(Free-text object descriptions)

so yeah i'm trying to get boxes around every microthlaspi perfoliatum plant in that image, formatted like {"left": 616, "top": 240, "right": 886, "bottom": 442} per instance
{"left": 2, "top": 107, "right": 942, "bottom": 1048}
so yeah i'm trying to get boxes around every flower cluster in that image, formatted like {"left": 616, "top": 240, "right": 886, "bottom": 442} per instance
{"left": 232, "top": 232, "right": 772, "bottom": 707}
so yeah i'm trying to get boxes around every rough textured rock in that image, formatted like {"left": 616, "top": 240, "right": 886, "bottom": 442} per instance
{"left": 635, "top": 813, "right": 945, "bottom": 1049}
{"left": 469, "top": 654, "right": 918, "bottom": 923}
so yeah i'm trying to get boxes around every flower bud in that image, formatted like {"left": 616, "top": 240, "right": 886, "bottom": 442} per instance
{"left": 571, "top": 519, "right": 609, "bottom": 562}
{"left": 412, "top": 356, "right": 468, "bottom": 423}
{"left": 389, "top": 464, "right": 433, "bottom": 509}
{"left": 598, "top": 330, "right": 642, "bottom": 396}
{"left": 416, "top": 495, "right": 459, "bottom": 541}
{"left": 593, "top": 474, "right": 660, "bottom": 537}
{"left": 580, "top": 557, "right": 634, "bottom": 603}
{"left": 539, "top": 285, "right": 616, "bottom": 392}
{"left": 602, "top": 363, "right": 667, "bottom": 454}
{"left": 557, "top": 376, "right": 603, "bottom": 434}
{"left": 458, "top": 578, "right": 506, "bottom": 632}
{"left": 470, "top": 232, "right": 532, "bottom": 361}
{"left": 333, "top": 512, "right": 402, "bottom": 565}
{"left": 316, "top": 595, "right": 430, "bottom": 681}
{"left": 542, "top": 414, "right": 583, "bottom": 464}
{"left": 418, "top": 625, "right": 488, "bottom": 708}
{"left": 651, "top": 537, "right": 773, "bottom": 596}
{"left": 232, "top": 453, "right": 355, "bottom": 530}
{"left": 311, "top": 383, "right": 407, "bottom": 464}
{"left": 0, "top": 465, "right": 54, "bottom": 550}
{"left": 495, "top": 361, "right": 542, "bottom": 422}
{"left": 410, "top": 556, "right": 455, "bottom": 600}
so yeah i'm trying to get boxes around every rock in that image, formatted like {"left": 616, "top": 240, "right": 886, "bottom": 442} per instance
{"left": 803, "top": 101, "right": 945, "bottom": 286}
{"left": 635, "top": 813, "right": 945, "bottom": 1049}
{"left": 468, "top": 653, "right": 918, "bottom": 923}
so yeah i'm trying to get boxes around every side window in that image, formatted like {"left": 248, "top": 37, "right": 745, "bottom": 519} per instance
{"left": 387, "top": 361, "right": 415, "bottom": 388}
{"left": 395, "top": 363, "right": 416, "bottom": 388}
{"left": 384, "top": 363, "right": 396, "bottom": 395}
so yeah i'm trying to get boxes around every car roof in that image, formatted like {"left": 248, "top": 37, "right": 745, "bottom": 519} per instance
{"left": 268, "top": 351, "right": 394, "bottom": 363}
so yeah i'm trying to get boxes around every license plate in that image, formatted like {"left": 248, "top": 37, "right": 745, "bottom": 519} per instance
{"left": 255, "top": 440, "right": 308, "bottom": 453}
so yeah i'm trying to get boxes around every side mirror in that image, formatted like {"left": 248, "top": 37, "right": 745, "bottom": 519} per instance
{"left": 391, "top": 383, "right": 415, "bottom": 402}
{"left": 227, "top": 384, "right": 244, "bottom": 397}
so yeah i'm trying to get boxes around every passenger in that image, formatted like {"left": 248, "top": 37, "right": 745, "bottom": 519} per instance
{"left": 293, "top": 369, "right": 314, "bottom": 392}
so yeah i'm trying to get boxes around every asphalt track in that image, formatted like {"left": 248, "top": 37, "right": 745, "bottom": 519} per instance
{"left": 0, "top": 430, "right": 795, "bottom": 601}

▸ WHAT YOU SHOULD DO
I would like you to output every record exactly as written.

▸ OUTPUT FOR THIS EXERCISE
so yeah i'm trying to get boxes around every microthlaspi perfoliatum plant in that image, formatted like {"left": 616, "top": 240, "right": 886, "bottom": 442} per instance
{"left": 2, "top": 107, "right": 942, "bottom": 1048}
so yeah i'm trying to get boxes around every flower cluster in that image, formatted like {"left": 616, "top": 240, "right": 886, "bottom": 442} per instance
{"left": 232, "top": 232, "right": 772, "bottom": 707}
so yeah i'm trying to get boxes around every rough textured rock in that image, formatted like {"left": 616, "top": 240, "right": 886, "bottom": 442} per instance
{"left": 635, "top": 813, "right": 945, "bottom": 1049}
{"left": 469, "top": 654, "right": 918, "bottom": 923}
so yeah i'm trying to get boxes around every flower bud in that image, formatted like {"left": 616, "top": 240, "right": 886, "bottom": 442} per instance
{"left": 571, "top": 519, "right": 609, "bottom": 562}
{"left": 412, "top": 356, "right": 468, "bottom": 423}
{"left": 389, "top": 464, "right": 433, "bottom": 509}
{"left": 598, "top": 330, "right": 642, "bottom": 396}
{"left": 416, "top": 495, "right": 459, "bottom": 541}
{"left": 593, "top": 474, "right": 660, "bottom": 537}
{"left": 580, "top": 557, "right": 634, "bottom": 603}
{"left": 539, "top": 285, "right": 616, "bottom": 392}
{"left": 602, "top": 363, "right": 667, "bottom": 454}
{"left": 557, "top": 376, "right": 603, "bottom": 434}
{"left": 458, "top": 578, "right": 506, "bottom": 632}
{"left": 470, "top": 232, "right": 532, "bottom": 361}
{"left": 333, "top": 512, "right": 402, "bottom": 565}
{"left": 316, "top": 595, "right": 430, "bottom": 681}
{"left": 542, "top": 414, "right": 583, "bottom": 464}
{"left": 418, "top": 625, "right": 488, "bottom": 708}
{"left": 651, "top": 537, "right": 773, "bottom": 596}
{"left": 232, "top": 453, "right": 355, "bottom": 530}
{"left": 311, "top": 383, "right": 407, "bottom": 464}
{"left": 0, "top": 465, "right": 54, "bottom": 550}
{"left": 495, "top": 361, "right": 542, "bottom": 422}
{"left": 410, "top": 556, "right": 455, "bottom": 600}
so yeah i'm trying to get boxes around every rock in that image, formatted like {"left": 616, "top": 240, "right": 886, "bottom": 442} per instance
{"left": 803, "top": 101, "right": 945, "bottom": 286}
{"left": 635, "top": 813, "right": 945, "bottom": 1049}
{"left": 468, "top": 653, "right": 918, "bottom": 923}
so yeah i'm trying to get boxes around every side window in that image, formatted like {"left": 248, "top": 37, "right": 745, "bottom": 519} per instance
{"left": 387, "top": 361, "right": 415, "bottom": 388}
{"left": 395, "top": 363, "right": 416, "bottom": 388}
{"left": 384, "top": 363, "right": 396, "bottom": 395}
so yeah i'm trying to get boxes around every car roof in that image, formatted like {"left": 248, "top": 37, "right": 745, "bottom": 519} per instance
{"left": 268, "top": 351, "right": 394, "bottom": 363}
so yeah i'm trying to get boxes around every license plate in that image, formatted like {"left": 248, "top": 37, "right": 745, "bottom": 519} per instance
{"left": 255, "top": 440, "right": 308, "bottom": 453}
so yeah i'm trying to get boxes around every side mirror in that image, formatted like {"left": 248, "top": 37, "right": 745, "bottom": 519} per instance
{"left": 391, "top": 383, "right": 415, "bottom": 402}
{"left": 227, "top": 384, "right": 244, "bottom": 397}
so yeah i'm trying to get boxes around every passenger in that image, formatted like {"left": 248, "top": 37, "right": 745, "bottom": 519} per instance
{"left": 293, "top": 369, "right": 314, "bottom": 392}
so yeah i'm trying to get boxes around every asphalt track in that image, formatted like {"left": 248, "top": 37, "right": 745, "bottom": 519} per instance
{"left": 0, "top": 430, "right": 795, "bottom": 601}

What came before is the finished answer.